• [Exercise prompt] Can you quote, word for word, the full Tate collection entry on Pascale Marthine Tayou's crystal Poupées Pascales that appears below?

• [Document segment]
◆ ◆ ◆ ◆ ◆ ◆ ◆

In Tate Modern
- Artist
- Pascale Marthine Tayou born 1967
- Medium
- Crystal glass, herbs, clay, feathers, plaster and wood
- Dimensions
- Object: 610 × 230 × 280 mm
- Collection
- Tate
- Acquisition
- Purchased with funds provided by the Africa Acquisitions Committee and Harry and Lana David 2018
- Reference
- T15078
Summary
This is one of a group of five Poupées Pascales by Pascale Marthine Tayou in Tate’s collection, titled #7, #9, #11, #15 and #17 and dated 2013 (see Tate T15074–T15078). They are inspired by traditional African sculptures and hand-blown in crystal, which emphasises the preciousness of the figures, but also their fragility. The French title translates as ‘Pascale’s dolls’, suggesting a personal connection between the artist and each of the sculptures. In accordance with traditional African approaches of activating sculptures by adorning them with ritually significant pigments, animal claws and other objects, Tayou has embellished these crystal sculptures with materials such as chocolate, feathers, medicinal herbs, water bottles and nylon stockings – a slightly irreverent mix of materials that simultaneously refers to traditional rituals and contemporary experience. This combination of the spiritual and the prosaic is a feature of Tayou’s work, much of which is carried out on a significantly larger scale than the Poupées (see, for example, Bend Skin Contrevents 2014 [Tate T15073]).
Tayou has made numerous examples of the Poupées in different sizes. The ones in Tate’s collection were created for an exhibition at Galerie Cécile Fakhoury in Côte d’Ivoire, from where the artist collected many of the adornments featured in the works. The Poupées Pascales are generally presented in groupings on individual plinths (either fairly traditional white plinths or rough-hewn tree stumps) at different heights.

◆ ◆ ◆ ◆ ◆ ◆ ◆

• [Given data]
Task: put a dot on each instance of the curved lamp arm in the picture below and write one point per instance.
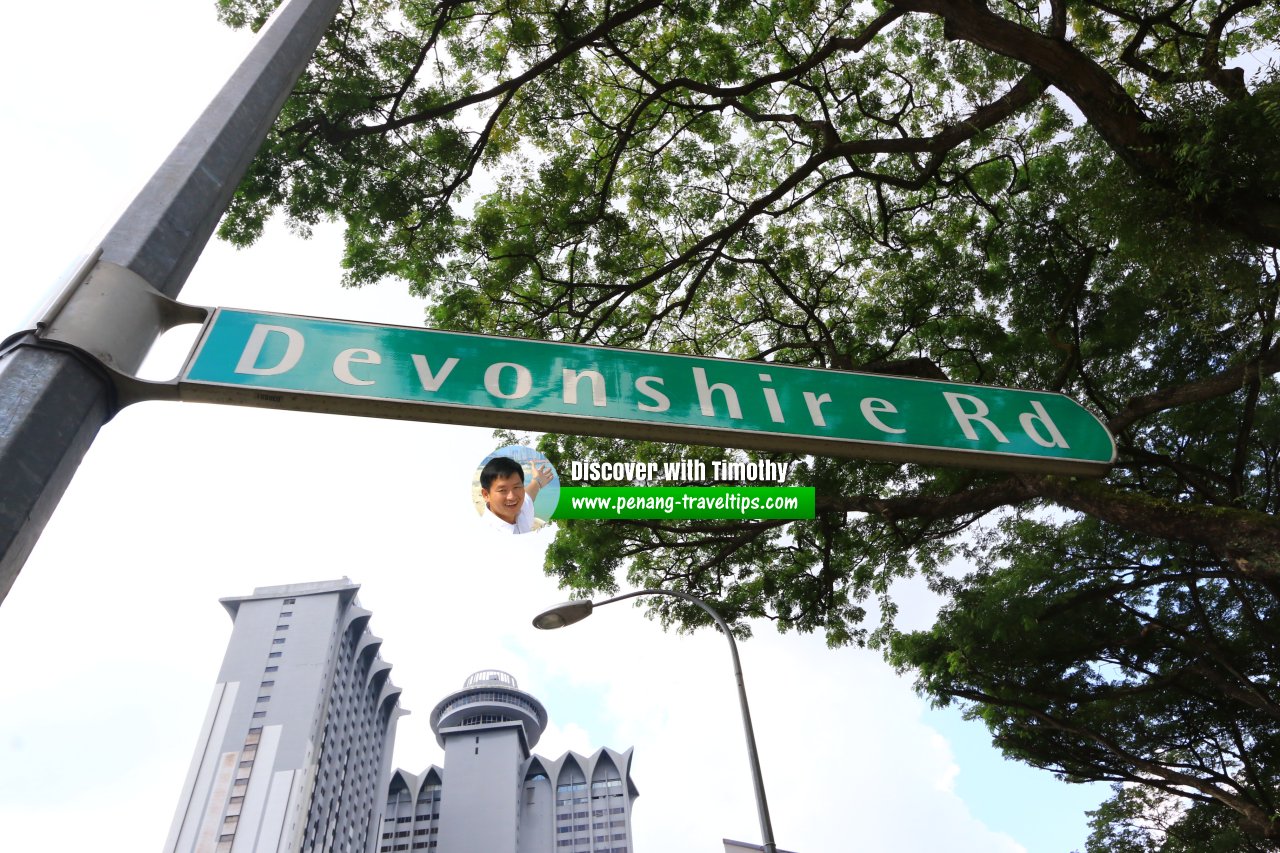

◆ ◆ ◆ ◆ ◆ ◆ ◆

• [Response]
In Tate Modern
- Artist
- Pascale Marthine Tayou born 1967
- Medium
- Crystal glass, herbs, clay, feathers, plaster and wood
- Dimensions
- Object: 610 × 230 × 280 mm
- Collection
- Tate
- Acquisition
- Purchased with funds provided by the Africa Acquisitions Committee and Harry and Lana David 2018
- Reference
- T15078
Summary
This is one of a group of five Poupées Pascales by Pascale Marthine Tayou in Tate’s collection, titled #7, #9, #11, #15 and #17 and dated 2013 (see Tate T15074–T15078). They are inspired by traditional African sculptures and hand-blown in crystal, which emphasises the preciousness of the figures, but also their fragility. The French title translates as ‘Pascale’s dolls’, suggesting a personal connection between the artist and each of the sculptures. In accordance with traditional African approaches of activating sculptures by adorning them with ritually significant pigments, animal claws and other objects, Tayou has embellished these crystal sculptures with materials such as chocolate, feathers, medicinal herbs, water bottles and nylon stockings – a slightly irreverent mix of materials that simultaneously refers to traditional rituals and contemporary experience. This combination of the spiritual and the prosaic is a feature of Tayou’s work, much of which is carried out on a significantly larger scale than the Poupées (see, for example, Bend Skin Contrevents 2014 [Tate T15073]).
Tayou has made numerous examples of the Poupées in different sizes. The ones in Tate’s collection were created for an exhibition at Galerie Cécile Fakhoury in Côte d’Ivoire, from where the artist collected many of the adornments featured in the works. The Poupées Pascales are generally presented in groupings on individual plinths (either fairly traditional white plinths or rough-hewn tree stumps) at different heights.